Exercise inputs.

——————

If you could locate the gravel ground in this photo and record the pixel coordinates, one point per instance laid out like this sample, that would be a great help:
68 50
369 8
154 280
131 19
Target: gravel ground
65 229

——————

Your task. Multiply each coordinate in the answers by 0.2 and round it to a whole number, with halves rounded up. Then write out all the items above again, requests included, and leave every other number unchanged.

Task response.
If you could locate the gravel ground in this photo and record the pixel coordinates, one point per instance laid out like this sample, that would be a great help:
68 50
369 8
154 280
131 19
Target: gravel ground
13 46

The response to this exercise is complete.